### [Document extract]
>>>

Sunday, May 12, 2013

Lifesaver

That's her holding the Elvis album
I popped into Facebook this morning and noticed it's Mother's Day. I wrote about Father's Day last year. I tend to write these posts after working out, mostly because my energy is up and mostly because the entire function of this blog is to write about gaining strength and eating locally. The side effect of this schedule, however, is that during the 20, 30, 40 minutes alone in my head while building endorphins, I tend to start thinking in blog posts and my thoughts meander along. Today was only 20 minutes because I'm weirdly tuckered out. Even Friday Night Lights couldn't keep me cranking away on the elliptical.

As I've mentioned in the past, I don't celebrate Hallmark holidays. I know that makes me sound like the biggest dink, like proclaiming I don't believe in god because that's what you do when you're a pseudo anti-establishment intellectual pretentious panty-waisted liberal who hates the troops and sings kumbaya. I eat meat and we have guns in the house, so shut up. Whatever. I don't believe in Hallmark holidays. I don't really celebrate Christmas either--and it isn't because I don't believe in a Christian holiday. It's because I don't want one day to represent everything I feel about someone.

I think about my mother every day. I used to resent friends who didn't appreciate their mothers and I would even go so far as to say, "Well, at least your mother is alive." Ah, who am I kidding? I still say that shit. I tend to joke about being raised feral. My mom was diagnosed with MS when I was three or so. She was sick for most of my formidable years, but I remember some of her. Some is sweet, much of it is guilt-inducing and painful.

For sweet, I remember she walked around the block with me when I was maybe in the first grade. It's hazy, like a sitcom flashback. She had a cane--or at least in this version she had a cane--and we were working our way around the corner of Columbus Rd. and Lowell St. in our suburban neighborhood north of Boston. (Aside: My pornstar name is Mindy Columbus. I can't even get a sexy pornstar name.)

Is it wrong that I just referenced porn while talking about my deceased mother on Mother's Day? But it felt so right.

That's what she said.

Oh my god. Someone stop me. ANYWAY, I had a roll of Lifesavers in my pocket and, if I remember correctly, my mom was using this walk around the block to have a quiet moment with me to explain that she was gravely ill. She had been ill for half my life at that point. She had a cane. I wasn't blind. I remember wondering why she was explaining something so obvious to me.

<<<

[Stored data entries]

>>>

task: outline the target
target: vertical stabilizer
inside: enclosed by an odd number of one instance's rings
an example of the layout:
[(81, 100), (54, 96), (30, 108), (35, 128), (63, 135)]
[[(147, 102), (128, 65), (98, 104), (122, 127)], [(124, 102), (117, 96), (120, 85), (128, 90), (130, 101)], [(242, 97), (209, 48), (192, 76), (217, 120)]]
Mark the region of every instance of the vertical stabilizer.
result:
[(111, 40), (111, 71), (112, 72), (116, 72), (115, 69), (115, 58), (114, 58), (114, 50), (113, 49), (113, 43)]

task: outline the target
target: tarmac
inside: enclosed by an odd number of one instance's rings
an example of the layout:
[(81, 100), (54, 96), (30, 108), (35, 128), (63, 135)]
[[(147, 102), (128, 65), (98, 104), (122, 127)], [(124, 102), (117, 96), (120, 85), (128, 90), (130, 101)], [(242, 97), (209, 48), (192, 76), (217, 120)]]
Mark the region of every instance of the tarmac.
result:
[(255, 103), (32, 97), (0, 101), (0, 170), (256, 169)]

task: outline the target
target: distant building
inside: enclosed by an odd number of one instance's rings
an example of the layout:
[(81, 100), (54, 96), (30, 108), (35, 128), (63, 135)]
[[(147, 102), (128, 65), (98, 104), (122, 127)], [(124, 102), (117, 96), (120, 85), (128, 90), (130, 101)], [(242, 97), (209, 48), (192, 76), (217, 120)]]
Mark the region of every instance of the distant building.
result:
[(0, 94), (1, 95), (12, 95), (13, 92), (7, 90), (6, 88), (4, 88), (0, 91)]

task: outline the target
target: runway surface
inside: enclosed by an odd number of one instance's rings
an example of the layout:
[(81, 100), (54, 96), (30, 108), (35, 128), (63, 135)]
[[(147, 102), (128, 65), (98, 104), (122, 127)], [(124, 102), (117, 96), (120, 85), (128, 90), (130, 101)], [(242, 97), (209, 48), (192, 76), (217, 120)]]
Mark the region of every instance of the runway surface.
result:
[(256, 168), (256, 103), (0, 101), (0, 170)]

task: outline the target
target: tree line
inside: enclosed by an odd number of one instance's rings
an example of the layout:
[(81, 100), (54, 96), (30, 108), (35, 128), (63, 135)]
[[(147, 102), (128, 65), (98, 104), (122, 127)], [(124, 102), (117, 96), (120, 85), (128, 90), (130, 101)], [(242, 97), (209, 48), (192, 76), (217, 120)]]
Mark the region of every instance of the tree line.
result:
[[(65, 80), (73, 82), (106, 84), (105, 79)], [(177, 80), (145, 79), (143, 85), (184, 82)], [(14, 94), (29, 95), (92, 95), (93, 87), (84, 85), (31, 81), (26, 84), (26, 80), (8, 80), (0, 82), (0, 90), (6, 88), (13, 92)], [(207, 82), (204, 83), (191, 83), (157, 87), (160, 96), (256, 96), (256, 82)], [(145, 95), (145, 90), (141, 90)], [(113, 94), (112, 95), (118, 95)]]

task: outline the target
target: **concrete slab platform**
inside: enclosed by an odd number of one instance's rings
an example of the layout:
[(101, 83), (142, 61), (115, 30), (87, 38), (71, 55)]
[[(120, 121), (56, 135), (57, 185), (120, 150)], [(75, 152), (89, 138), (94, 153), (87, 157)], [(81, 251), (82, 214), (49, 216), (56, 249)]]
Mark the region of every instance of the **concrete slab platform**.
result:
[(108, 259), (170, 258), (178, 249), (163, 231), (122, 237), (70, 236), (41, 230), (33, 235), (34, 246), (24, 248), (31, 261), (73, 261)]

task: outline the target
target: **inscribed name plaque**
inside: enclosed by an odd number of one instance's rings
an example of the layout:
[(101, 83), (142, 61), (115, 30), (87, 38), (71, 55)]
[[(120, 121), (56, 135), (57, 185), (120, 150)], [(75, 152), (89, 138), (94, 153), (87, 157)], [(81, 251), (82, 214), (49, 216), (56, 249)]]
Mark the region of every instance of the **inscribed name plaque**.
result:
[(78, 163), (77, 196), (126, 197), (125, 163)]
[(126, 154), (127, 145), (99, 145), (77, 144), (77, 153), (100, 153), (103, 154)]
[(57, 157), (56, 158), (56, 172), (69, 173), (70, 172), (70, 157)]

<<<

### [Exercise goal]
Please resume the Mother's Day blog post about the writer's mother, starting right after its final sentence.

### [Response below]
As we rounded the corner, Monica Linton, the bully up the street, saw me holding my Lifesavers and asked me for one. I handed one over.

Another aside. I know I was bullied because I was a damaged girl. I was. I'm not saying that for sympathy or whatever. I was a sad, conflicted, anxious, and deeply troubled little girl. I spent a lot of my time in my room listening to records and staring at myself in the mirror because I was convinced I was on the wrong side. I was the reflection and I wanted to be the real girl.

And we're back. My mom didn't say anything to Monica, but instead carried on with our conversation. Things like, how we'd have to eventually move into a one-floor house because she wouldn't be able to walk. And, how she was going to be disoriented and might not remember me. Some of the things she mentioned that day didn't happen. Most of them did.

Adrian Linton, Monica's older and less bullying but more manipulative sister, walked up. "I heard you had Lifesavers."

I handed one over.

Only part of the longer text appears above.